Pick up the blog post about Mark E. Steiner's talk on Lincoln the lawyer and continue it from its last sentence.

Text passage =>
=======

There’s too much for one article. You’ll have to wait until later blog posts for some of these. I’ve got some pretty cool things to share.

Steiner on Lincoln, the lawyer
One of my fellow Lincoln bloggers, Brian Dirck, has a great book out through the University of Illinois Press, titled Lincoln the Lawyer. I’m not a lawyer or even the least bit knowledgeable about the law, yet Dirck’s book kept me engaged and made it easy to learn about Lincoln’s legal career.

Had I not read his book, I’m not sure I would have been as interested in hearing Mark E. Steiner’s talk. Steiner, a professor of law at Southern Texas College of Law, presented his lecture over breakfast at the beautiful Hamilton’s Banquet Hall in old downtown Jacksonville (Ill.).

=======

Record extracts =>
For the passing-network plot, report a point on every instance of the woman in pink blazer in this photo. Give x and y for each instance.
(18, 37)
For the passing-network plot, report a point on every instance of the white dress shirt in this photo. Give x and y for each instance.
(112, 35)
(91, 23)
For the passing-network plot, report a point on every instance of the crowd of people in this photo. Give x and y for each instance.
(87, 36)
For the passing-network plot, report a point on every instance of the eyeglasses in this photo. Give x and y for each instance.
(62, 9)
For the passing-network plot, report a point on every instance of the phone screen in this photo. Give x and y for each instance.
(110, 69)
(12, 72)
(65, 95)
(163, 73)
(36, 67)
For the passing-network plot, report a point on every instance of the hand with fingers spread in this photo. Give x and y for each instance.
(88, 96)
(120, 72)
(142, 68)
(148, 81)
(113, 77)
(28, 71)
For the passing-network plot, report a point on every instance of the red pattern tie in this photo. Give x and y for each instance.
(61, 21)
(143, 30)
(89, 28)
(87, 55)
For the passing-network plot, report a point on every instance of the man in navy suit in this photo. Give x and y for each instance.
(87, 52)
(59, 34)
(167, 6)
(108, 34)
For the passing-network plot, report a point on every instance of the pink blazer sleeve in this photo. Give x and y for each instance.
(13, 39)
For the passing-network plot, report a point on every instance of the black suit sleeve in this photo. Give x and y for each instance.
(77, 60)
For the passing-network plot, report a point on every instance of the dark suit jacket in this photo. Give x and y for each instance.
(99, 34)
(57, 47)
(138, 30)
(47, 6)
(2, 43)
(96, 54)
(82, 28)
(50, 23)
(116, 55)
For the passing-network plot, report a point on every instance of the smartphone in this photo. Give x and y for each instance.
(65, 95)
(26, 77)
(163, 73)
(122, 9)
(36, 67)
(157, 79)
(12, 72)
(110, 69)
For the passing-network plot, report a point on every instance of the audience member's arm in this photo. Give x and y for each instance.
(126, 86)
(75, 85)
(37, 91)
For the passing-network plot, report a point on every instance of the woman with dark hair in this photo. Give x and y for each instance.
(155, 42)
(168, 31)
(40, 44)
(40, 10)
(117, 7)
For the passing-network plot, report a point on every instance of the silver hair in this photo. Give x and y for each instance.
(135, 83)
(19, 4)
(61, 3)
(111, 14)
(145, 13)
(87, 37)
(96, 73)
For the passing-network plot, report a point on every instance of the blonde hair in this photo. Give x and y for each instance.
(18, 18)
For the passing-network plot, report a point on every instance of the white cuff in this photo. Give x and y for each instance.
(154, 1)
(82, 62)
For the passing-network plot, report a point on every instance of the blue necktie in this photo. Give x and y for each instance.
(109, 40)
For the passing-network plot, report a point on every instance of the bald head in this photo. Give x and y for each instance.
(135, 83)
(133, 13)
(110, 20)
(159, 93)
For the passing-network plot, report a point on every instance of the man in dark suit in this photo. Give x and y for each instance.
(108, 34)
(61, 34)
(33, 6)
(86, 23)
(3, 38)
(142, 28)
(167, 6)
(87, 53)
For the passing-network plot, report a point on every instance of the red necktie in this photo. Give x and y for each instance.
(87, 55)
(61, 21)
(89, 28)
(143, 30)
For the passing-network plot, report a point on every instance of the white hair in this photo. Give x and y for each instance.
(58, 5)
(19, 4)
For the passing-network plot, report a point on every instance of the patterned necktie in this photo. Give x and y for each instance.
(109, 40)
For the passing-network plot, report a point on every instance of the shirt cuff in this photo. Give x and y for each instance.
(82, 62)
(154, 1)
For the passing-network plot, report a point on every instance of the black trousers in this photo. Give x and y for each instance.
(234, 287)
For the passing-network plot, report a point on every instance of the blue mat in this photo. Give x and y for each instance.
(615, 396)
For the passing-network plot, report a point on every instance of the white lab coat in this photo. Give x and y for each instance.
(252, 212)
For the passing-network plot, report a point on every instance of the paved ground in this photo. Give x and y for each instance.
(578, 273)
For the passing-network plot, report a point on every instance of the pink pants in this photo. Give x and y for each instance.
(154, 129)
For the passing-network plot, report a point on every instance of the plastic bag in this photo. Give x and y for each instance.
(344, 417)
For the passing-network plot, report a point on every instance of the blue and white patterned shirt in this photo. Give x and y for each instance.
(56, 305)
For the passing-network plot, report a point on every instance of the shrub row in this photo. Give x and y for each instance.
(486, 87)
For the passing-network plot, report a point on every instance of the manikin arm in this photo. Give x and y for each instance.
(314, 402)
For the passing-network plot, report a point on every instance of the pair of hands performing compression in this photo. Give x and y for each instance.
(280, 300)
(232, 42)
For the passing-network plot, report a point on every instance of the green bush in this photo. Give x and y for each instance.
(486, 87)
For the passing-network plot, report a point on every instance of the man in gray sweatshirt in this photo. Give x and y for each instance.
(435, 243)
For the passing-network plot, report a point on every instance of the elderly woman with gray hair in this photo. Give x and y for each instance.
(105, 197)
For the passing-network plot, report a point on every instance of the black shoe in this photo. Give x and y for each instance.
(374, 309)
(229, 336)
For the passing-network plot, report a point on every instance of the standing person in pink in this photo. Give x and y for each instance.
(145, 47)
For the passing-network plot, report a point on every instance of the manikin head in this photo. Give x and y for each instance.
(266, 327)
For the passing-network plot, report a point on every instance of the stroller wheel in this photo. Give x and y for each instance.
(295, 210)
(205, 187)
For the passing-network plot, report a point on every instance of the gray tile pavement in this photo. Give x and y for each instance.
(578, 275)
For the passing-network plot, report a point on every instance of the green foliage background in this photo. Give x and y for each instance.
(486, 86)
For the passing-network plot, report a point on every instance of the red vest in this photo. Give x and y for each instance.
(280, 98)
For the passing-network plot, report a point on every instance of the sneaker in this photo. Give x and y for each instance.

=======

Output below =>
Steiner answered the question, “Has the Lawyer Lincoln Theme Been Exhausted?” This is a spinoff on a question Lincoln scholar James G. Randall first asked in his 1936 article, “Has the Lincoln Theme Been Exhausted?” in the American Historical Review.

Mark E. Neeley, Jr. addressed the question again in 1979 in his essay, “The Lincoln Theme Since Randall's Call: The Promises and Perils of Professionalism,” in the Journal of the Abraham Lincoln Association. And, across the country in classrooms, lecture halls and symposium venues like Hamilton’s, the question is asked and answered again and again.
So what did Steiner have to say that was any different than what we’ve heard over and over? He talked of important advances in Lincoln research, such as the Lincoln Legal Papers and digitization of other crucial documents and records related to Lincoln.

He pointed to books as compact as one of Allen Guelzo’s (unfortunately I can’t remember which title – they’re all good) and as vast as Michael Burlingame’s 2,000 page, two-volume Abraham Lincoln: A Life.

And the answer, of course, is still, “The topic exhausted? No way.” You can learn more about the lawyer Lincoln and Steiner’s work on the topic by reading his book, “An Honest Calling: The Law Practice of Abraham Lincoln,” published by the Northern Illinois University Press.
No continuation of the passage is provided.